_Extrahierter Text:_
Wirbelt die EU die Gemeinsame Agrarpolitik (GAP) durcheinander? Ein Blick auf anstehende Reformen
Die vier großen Umwelt- und Naturschutzorganisationen auf EU-Ebene (WWF, Birdlife, EEB, Greenpeace) haben am 26. Mai ein Positionspapier für einen Politikwechsel in der Gemeinsamen Agrarpolitik (GAP) der EU veröffentlicht. Darin stehen sie gemeinsam für einen politischen Wandel hin zu einer Gemeinsamen Agrar-, Ernährungs- und Landbewirtschaftungspolitik, die den Wandel hin zu einer naturverträglichen Landwirtschaft ebnen soll. Die Zukunft der GAP nach 2027 wird aktuell im Rahmen der Haushaltsverhandlungen für den nächsten EU-Haushalt, dem Mehrjährigen Finanzrahmen (MFR), diskutiert. Nach bisherigem Kenntnisstand plant die Europäische Kommission einen neuen Ansatz in der Budgetverteilung: Das könnte auch die GAP stark betreffen.
Nach Aussagen der Europäischen Kommission soll der nächste Mehrjährige Finanzrahmen (MFR) der EU für den Zeitraum 2028 bis 2034 sich auf drei Hauptprinzipien konzentrieren:
- Vereinfachung,
- Leistungsorientierung
- und Fokussierung auf die Erreichung europäischer politischer Ziele.
Dabei soll die Anzahl bisheriger Fördertöpfe reduziert, überlappende Ziele zusammengeführt und der Zugang zu den Mitteln vereinfacht werden. Konkret schwebt der Kommission vor, im Ping-Pong mit den Mitgliedstaaten 27 nationale Ausgabepläne zu erstellen sowie einen Wettbewerbsfonds zu schaffen.

_Gelieferte Einträge:_
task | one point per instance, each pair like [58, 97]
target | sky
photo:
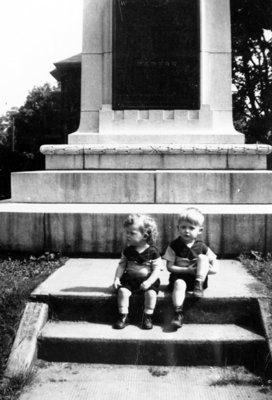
[33, 35]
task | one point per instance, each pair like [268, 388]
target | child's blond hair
[147, 226]
[191, 215]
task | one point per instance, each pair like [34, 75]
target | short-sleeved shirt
[184, 256]
[141, 265]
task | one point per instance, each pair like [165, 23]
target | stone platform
[72, 381]
[156, 156]
[206, 338]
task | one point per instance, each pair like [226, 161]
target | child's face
[134, 235]
[188, 231]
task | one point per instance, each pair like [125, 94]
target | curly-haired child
[139, 269]
[189, 261]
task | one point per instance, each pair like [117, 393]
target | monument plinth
[156, 71]
[155, 135]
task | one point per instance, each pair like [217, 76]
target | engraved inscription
[156, 54]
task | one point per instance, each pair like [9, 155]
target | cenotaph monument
[155, 134]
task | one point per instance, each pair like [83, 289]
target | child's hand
[191, 269]
[116, 283]
[145, 285]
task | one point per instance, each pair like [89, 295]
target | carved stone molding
[247, 149]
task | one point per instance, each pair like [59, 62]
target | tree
[39, 120]
[252, 68]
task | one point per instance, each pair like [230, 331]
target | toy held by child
[139, 269]
[189, 261]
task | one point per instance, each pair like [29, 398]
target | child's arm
[175, 269]
[119, 272]
[155, 274]
[213, 262]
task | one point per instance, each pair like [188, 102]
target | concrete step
[74, 381]
[150, 157]
[155, 187]
[194, 344]
[81, 290]
[96, 229]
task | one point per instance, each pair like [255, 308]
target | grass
[259, 265]
[19, 275]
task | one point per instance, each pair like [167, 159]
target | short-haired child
[189, 261]
[139, 269]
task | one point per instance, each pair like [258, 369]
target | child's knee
[180, 285]
[203, 259]
[124, 292]
[150, 294]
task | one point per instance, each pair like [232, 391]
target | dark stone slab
[156, 54]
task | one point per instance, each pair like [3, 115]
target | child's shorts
[189, 279]
[133, 284]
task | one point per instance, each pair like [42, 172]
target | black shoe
[147, 322]
[198, 289]
[122, 321]
[177, 320]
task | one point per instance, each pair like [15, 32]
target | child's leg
[178, 295]
[123, 300]
[202, 270]
[202, 267]
[150, 301]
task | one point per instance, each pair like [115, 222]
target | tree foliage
[39, 120]
[252, 68]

_Aufgabe A:_
Nenne alle Umwelt- und Naturschutzorganisationen, die der Text zur Agrarpolitik als Verfasser des Positionspapiers aufführt.
_Aufgabe B:_
Welchen Zeitraum soll der nächste Mehrjährige Finanzrahmen laut dem Text zur Agrarpolitik umfassen?
_Aufgabe C:_
Bitte führe den Text zur Agrarpolitik nach seinem letzten Satz weiter.

_Antwort A:_
WWF, Birdlife, EEB, Greenpeace

_Antwort B:_
Den Zeitraum von 2028 bis 2034.

_Antwort C:_
In diese nationalen Ausgabepläne soll laut Kommission auch die Agrarpolitik integriert werden gemeinsam mit den Töpfen für Kohäsion und Regionalentwicklung, während der Mittelabfluss sich an dem Erreichen von vorab vorgelegten Zielen und Zwischenzielen orientieren soll. Die Umweltverbände begrüßen eine solche Ausrichtung und fordern diese auch für die Gemeinsame Agrar-, Ernährungs- und Landbewirtschaftungspolitik. In Zeiten begrenzter Ressourcen und wachsender Herausforderungen ist es entscheidend, dass gemeinschaftliche Mittel effektiv mit größtmöglichem Nutzen für Natur und Gesellschaft eingesetzt werden.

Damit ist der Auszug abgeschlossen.